▶ PERSYARATAN 1
Tentukan apakah setiap pernyataan (a), (b), dan (c) berikut sesuai dengan bagian dokumen tentang klasifikasi skabies, lalu jawab ya atau tidak disertai kutipan persis dari teks yang menjadi penentunya.
(a) Pada orang yang bersih, kutu biasanya bertambah akibat mandi secara teratur.
(b) Skabies inkognito ditemukan pada pasien yang mendapat terapi kortikosteroid.
(c) Pada bayi dan anak kecil, terowongan mudah ditemukan.
▶ PERSYARATAN 2
Jawablah pertanyaan berikut berdasarkan bagian dokumen tentang klasifikasi skabies.
(a) Lesi skabies pada bayi dan anak kecil biasanya berupa apa?
(b) Pada bagian tubuh mana penderita penyakit kronis dan orang tua yang terpaksa tinggal lama di tempat tidur dapat menderita skabies?
(c) Lesi skabies inkognito sering dianggap sebagai penyakit apa?
▶ PERSYARATAN 3
Tuliskan kembali bagian dokumen tentang klasifikasi skabies, mulai dari kata-kata yang memuat "3. Klasifikasi a." sampai dengan "dibawah 2 tahun.".

▶ BAGIAN DOKUMEN

3. Klasifikasi a. Skabies pada orang yang bersih.
Sering tidak dapat didiagnosis karena sering tidak ada lesi dan terowongan sukar ditemukan. Kutu biasanya hilang akibat mandi secara teratur.
b. Skabies pada bayi dan anak kecil
Pada usia ini wajah, kulit kepala, telapak tangan dan telapak kaki sering terkena. Lesi biasanya berupa papula, vesikopustula dan nodul. Distribusi biasanya tidak khas dan sering terjadi infeksi sekunder. Lesi sekunder sering terlihat tetapi terowongan sulit ditemukan. Prevalensi skabies tinggi pada anak dibawah 2 tahun.
c. Skabies pada orang tua Pada usia ini skabies sering tidak terdiagnosis, karena perubahan kulit yang minimal dan tidak khas. Rasa gatal yang sangat sering
dipikirkan sebagai pruritus senilis, xerosis atau karena obatobatan atau psikologis. Penderita penyakit kronis dan orang tua yang terpaksa tingal lama di tempat tidur dapat menderita skabies pada bagian punggungnya.
d. Skabies Inkognito Ditemukan pada pasien yang mendapat terapi kortikosteroid dan obat imunosupresan lain. Obat-obat tersebut dapat menyamarkan gejala dan tanda dari scabies, sementara infeksi tetap ada dalam tubuh. Lesi dari scabies sering dianggap sebagai dermatitis kontak atau Darier’s Disease. Harus benar -benar dipertimbangkan sebagai scabies jika lesi tersebar di seluruh tubuh, bersisik, dan gatal.

Entri Dataset

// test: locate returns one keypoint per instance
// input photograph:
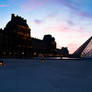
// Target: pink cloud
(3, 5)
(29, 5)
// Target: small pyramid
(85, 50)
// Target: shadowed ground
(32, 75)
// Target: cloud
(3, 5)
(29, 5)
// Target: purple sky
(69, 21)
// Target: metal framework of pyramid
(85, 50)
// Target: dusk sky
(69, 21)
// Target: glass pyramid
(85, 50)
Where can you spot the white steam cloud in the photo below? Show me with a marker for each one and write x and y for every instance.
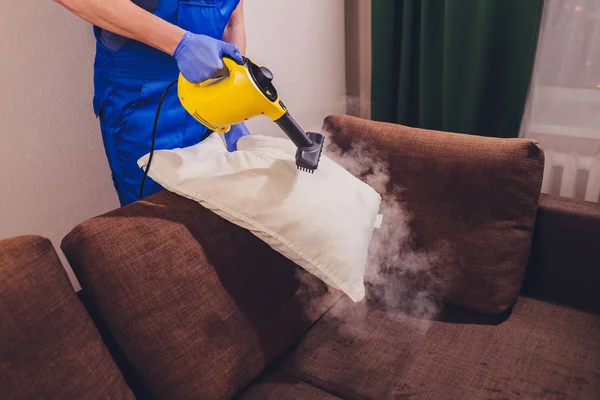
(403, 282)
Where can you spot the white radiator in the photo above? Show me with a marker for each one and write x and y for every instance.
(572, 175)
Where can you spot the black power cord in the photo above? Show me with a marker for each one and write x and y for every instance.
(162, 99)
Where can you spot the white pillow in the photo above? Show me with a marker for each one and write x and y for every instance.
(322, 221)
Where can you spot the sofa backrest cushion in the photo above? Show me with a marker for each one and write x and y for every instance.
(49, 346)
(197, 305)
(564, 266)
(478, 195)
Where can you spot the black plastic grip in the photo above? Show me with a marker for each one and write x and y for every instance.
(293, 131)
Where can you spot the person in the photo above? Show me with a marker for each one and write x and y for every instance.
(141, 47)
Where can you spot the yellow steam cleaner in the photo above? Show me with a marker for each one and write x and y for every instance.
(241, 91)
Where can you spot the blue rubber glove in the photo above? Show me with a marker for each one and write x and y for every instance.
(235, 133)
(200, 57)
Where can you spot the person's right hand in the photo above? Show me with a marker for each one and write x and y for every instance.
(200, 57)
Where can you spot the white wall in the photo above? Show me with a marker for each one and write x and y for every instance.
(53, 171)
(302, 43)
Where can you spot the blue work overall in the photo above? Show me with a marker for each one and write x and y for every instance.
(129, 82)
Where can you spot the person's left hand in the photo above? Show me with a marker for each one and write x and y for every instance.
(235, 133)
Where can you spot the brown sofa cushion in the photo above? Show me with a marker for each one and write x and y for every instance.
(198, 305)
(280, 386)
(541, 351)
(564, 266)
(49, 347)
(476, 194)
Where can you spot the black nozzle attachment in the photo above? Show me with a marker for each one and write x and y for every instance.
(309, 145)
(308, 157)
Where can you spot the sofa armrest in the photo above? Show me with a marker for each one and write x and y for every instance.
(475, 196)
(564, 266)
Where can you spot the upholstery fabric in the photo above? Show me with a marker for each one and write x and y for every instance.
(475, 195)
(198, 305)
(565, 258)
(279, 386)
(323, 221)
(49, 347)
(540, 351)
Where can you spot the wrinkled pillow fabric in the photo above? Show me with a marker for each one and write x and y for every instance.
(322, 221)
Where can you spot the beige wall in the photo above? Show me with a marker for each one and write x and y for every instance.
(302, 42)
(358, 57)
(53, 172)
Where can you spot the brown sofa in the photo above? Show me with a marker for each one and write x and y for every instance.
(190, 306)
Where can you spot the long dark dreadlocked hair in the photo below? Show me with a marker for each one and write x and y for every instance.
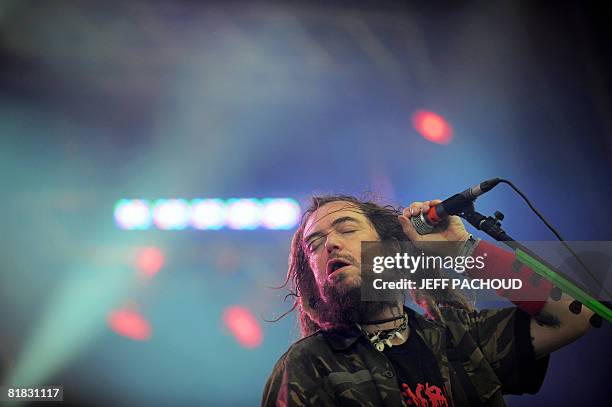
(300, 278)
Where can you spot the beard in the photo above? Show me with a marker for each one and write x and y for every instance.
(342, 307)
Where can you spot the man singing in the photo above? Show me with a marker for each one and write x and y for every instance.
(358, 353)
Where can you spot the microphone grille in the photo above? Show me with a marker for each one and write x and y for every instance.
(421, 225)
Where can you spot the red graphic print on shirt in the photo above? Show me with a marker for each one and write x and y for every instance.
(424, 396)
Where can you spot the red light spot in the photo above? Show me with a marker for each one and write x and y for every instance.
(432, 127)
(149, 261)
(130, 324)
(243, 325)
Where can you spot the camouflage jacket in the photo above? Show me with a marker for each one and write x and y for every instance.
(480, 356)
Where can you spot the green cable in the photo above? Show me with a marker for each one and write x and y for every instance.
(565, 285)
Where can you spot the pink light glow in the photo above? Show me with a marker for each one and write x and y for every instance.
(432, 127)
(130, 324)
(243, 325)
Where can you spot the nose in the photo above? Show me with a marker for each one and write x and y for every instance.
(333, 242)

--

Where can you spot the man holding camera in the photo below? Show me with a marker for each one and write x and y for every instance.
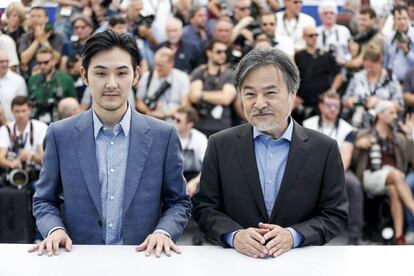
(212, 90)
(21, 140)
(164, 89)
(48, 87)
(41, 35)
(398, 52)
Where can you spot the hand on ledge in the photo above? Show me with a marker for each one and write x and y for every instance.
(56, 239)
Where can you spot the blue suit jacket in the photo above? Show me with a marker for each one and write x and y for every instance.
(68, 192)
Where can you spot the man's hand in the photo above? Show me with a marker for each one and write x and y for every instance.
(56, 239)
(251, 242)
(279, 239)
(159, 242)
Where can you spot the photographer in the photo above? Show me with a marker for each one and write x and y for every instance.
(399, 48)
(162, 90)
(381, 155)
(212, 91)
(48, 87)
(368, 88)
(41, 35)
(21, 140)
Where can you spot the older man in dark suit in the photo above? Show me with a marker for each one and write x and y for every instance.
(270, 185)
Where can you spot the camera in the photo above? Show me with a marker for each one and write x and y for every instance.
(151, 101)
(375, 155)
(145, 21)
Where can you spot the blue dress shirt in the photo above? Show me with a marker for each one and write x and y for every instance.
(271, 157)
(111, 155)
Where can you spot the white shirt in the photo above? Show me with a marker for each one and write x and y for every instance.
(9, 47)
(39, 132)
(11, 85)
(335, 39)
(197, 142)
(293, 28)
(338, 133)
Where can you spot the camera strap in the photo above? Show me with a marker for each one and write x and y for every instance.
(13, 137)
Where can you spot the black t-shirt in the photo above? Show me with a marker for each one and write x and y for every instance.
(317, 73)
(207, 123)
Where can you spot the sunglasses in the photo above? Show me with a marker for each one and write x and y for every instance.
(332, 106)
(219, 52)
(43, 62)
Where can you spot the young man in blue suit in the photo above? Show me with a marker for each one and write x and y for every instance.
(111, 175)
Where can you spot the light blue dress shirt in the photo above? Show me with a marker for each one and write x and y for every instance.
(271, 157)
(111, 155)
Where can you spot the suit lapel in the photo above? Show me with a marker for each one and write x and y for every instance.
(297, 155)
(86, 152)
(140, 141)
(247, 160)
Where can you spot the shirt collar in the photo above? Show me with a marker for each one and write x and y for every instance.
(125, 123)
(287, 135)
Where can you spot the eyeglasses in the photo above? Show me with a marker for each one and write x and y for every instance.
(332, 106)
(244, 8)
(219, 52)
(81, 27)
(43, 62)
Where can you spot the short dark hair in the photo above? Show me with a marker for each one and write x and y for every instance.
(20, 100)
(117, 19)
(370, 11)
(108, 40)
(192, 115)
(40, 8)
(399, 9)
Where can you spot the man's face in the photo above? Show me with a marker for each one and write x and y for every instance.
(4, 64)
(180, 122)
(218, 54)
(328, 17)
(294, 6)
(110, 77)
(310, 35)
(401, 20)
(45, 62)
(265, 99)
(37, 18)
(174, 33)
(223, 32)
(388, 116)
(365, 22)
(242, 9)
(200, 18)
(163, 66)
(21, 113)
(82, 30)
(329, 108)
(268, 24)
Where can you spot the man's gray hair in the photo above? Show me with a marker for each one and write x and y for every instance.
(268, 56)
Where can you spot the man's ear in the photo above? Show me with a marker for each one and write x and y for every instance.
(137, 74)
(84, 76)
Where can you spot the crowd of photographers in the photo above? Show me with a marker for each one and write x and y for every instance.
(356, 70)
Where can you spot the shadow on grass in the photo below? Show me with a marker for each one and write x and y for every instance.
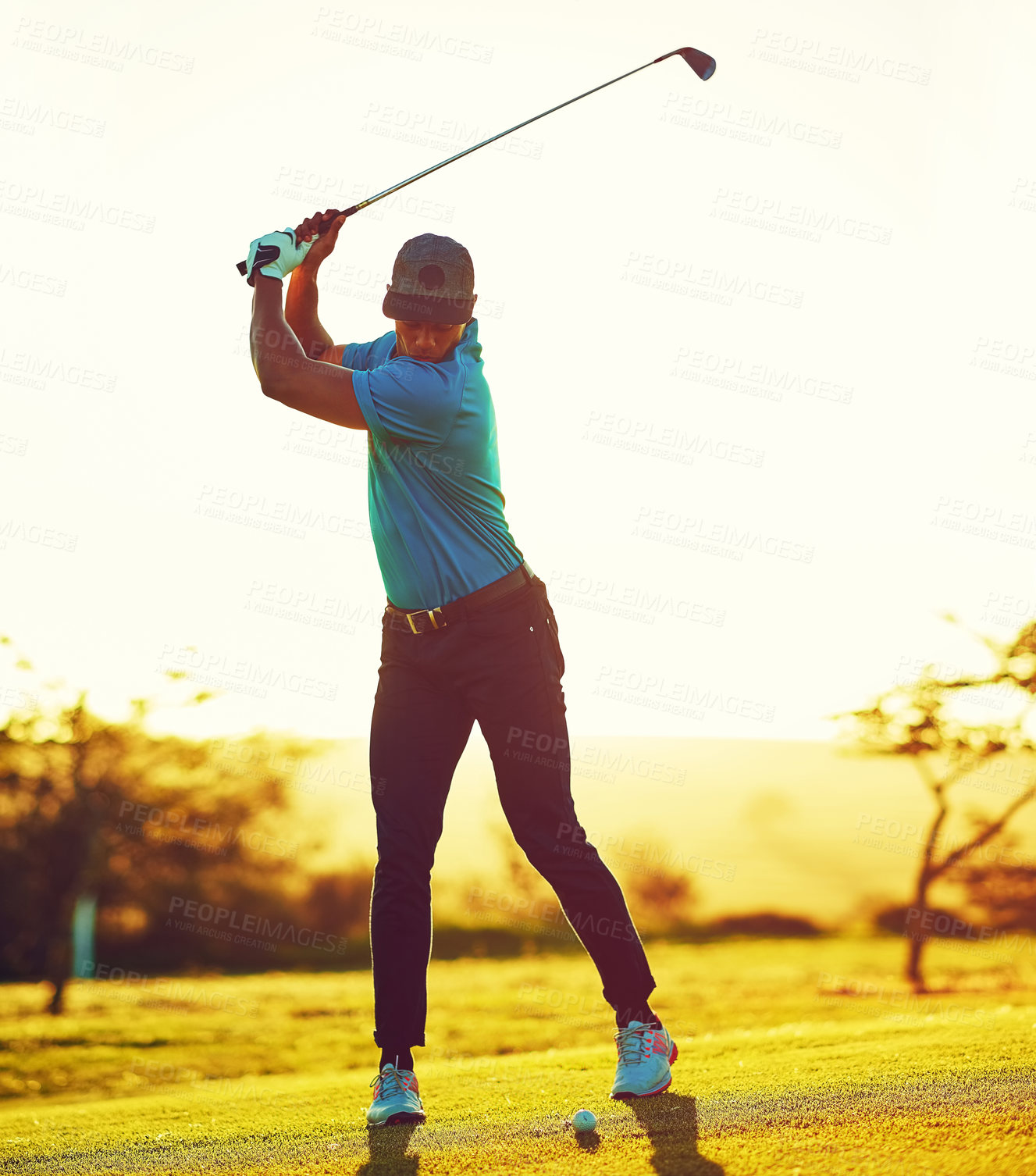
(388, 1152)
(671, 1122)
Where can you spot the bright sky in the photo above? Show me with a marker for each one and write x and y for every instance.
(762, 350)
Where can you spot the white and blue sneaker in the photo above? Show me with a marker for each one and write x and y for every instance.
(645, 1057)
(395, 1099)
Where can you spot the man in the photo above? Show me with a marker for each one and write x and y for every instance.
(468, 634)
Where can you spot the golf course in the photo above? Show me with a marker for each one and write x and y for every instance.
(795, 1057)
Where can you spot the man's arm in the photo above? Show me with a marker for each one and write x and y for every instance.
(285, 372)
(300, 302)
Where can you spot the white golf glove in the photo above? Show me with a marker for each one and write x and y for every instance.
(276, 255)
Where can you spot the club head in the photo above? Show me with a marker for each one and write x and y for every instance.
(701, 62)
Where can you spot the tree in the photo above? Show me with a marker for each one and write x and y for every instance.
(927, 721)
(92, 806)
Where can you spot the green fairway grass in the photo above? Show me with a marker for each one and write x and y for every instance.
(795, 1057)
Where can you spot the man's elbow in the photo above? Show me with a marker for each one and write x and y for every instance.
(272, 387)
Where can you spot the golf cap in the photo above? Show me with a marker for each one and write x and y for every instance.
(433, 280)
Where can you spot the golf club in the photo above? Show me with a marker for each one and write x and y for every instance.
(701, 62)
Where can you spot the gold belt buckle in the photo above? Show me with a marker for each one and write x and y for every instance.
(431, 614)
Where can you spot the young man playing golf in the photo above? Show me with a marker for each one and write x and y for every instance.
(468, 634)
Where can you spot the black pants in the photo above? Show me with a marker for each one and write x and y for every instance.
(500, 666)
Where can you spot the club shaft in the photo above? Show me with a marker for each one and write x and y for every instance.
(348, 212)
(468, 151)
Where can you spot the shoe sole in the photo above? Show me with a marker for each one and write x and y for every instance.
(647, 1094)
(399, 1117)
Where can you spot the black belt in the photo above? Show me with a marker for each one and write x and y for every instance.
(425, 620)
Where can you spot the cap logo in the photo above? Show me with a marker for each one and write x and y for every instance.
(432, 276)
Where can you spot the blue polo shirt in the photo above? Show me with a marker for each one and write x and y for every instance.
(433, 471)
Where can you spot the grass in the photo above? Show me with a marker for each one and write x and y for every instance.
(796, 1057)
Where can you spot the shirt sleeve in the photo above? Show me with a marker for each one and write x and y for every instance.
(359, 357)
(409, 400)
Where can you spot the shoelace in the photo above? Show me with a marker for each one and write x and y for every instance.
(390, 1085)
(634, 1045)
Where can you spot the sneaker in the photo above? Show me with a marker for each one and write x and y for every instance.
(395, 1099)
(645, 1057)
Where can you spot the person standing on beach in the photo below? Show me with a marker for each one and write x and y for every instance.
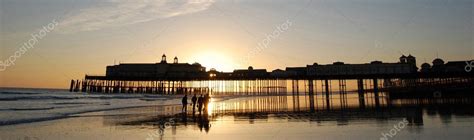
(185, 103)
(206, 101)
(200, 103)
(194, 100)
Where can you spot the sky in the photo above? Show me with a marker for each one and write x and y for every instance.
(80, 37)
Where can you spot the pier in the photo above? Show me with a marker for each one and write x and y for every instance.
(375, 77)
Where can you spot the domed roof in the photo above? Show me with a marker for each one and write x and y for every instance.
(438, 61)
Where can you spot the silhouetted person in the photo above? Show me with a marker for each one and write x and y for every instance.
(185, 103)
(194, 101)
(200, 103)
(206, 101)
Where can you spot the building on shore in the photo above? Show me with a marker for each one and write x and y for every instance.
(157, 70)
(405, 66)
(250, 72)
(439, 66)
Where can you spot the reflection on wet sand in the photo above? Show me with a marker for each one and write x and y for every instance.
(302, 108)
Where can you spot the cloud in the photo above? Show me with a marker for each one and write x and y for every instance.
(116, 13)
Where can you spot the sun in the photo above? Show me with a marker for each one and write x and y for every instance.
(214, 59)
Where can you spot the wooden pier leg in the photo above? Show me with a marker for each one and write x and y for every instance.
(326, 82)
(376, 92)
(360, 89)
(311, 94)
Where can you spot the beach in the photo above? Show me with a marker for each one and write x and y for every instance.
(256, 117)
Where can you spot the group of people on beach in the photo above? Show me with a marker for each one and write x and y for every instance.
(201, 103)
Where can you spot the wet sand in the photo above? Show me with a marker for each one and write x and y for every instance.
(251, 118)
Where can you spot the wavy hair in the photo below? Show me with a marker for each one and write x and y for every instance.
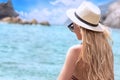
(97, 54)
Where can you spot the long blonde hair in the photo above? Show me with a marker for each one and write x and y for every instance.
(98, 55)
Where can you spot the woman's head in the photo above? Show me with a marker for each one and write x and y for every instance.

==

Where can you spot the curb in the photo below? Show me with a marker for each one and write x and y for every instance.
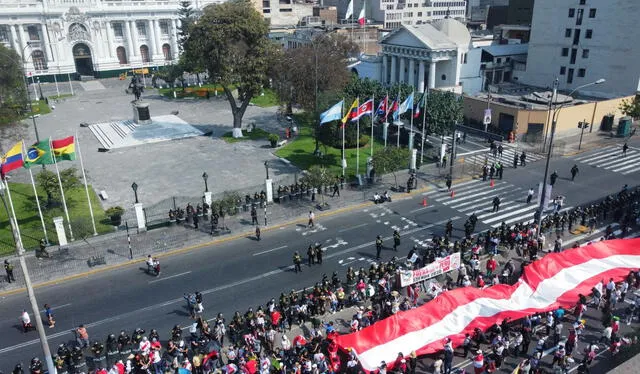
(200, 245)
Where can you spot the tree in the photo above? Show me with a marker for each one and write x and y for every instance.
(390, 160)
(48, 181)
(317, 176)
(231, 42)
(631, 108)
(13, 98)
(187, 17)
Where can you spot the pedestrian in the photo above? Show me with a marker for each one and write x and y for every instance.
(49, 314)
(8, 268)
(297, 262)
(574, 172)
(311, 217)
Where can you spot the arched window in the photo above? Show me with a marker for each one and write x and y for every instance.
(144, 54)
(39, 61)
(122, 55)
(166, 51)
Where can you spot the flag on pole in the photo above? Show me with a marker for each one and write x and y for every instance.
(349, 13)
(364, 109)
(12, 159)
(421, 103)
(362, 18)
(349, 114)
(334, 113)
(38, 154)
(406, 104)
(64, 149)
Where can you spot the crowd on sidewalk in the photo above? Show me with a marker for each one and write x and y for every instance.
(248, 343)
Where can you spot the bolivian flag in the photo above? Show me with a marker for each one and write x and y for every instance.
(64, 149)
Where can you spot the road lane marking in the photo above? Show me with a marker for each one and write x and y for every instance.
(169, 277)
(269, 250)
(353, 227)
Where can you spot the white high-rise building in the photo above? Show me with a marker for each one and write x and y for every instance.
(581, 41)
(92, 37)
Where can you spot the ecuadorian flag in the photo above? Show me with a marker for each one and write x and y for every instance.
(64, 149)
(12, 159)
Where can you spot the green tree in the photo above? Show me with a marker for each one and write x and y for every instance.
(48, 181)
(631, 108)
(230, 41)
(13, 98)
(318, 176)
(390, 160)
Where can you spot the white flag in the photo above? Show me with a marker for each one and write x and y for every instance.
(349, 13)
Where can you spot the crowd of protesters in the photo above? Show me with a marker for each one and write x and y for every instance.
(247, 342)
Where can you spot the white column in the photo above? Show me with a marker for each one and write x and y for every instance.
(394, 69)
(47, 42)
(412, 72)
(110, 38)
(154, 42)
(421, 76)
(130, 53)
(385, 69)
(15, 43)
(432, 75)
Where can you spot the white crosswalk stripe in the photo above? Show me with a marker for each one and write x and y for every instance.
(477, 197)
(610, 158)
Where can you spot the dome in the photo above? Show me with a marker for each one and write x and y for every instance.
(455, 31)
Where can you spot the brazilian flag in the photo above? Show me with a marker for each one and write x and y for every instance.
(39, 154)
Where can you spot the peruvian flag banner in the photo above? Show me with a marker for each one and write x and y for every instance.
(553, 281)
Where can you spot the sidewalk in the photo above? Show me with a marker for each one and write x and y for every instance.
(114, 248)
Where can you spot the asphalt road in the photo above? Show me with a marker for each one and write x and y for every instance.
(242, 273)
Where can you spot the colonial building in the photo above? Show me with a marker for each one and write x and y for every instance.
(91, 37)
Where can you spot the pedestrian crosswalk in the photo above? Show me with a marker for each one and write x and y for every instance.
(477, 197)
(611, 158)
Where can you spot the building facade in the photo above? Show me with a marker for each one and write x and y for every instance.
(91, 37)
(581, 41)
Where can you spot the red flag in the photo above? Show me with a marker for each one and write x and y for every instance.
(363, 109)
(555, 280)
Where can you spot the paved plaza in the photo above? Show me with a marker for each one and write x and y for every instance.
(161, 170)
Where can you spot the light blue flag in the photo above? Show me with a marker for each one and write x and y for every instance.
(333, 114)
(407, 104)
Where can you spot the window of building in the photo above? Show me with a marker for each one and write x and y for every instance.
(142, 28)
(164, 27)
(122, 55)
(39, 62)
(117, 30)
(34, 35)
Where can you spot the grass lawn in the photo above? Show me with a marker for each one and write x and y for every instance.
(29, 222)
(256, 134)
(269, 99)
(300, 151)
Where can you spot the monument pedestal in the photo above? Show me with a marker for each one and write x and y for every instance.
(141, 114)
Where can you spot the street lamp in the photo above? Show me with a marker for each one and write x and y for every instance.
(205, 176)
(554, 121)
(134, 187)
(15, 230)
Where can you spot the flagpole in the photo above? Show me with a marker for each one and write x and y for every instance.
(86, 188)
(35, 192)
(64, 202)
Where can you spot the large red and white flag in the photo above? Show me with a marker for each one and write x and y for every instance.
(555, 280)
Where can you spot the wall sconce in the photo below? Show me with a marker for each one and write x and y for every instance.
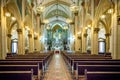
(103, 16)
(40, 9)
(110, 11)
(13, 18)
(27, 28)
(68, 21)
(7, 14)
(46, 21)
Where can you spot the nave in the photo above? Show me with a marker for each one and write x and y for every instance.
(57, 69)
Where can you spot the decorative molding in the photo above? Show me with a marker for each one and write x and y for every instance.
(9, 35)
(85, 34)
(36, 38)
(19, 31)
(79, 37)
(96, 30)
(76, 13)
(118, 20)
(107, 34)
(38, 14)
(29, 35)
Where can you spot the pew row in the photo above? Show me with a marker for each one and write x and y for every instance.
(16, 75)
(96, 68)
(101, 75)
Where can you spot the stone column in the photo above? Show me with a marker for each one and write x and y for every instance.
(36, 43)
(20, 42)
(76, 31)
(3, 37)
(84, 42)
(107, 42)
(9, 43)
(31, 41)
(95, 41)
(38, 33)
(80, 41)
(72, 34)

▶ HASIL 1
(a) Tidak: "Kutu biasanya hilang akibat mandi secara teratur."
(b) Ya: "Ditemukan pada pasien yang mendapat terapi kortikosteroid dan obat imunosupresan lain."
(c) Tidak: "Lesi sekunder sering terlihat tetapi terowongan sulit ditemukan."

▶ HASIL 2
(a) Papula, vesikopustula, dan nodul.
(b) Punggung.
(c) Dermatitis kontak atau Darier’s Disease.

▶ HASIL 3
3. Klasifikasi a. Skabies pada orang yang bersih.
Sering tidak dapat didiagnosis karena sering tidak ada lesi dan terowongan sukar ditemukan. Kutu biasanya hilang akibat mandi secara teratur.
b. Skabies pada bayi dan anak kecil
Pada usia ini wajah, kulit kepala, telapak tangan dan telapak kaki sering terkena. Lesi biasanya berupa papula, vesikopustula dan nodul. Distribusi biasanya tidak khas dan sering terjadi infeksi sekunder. Lesi sekunder sering terlihat tetapi terowongan sulit ditemukan. Prevalensi skabies tinggi pada anak dibawah 2 tahun.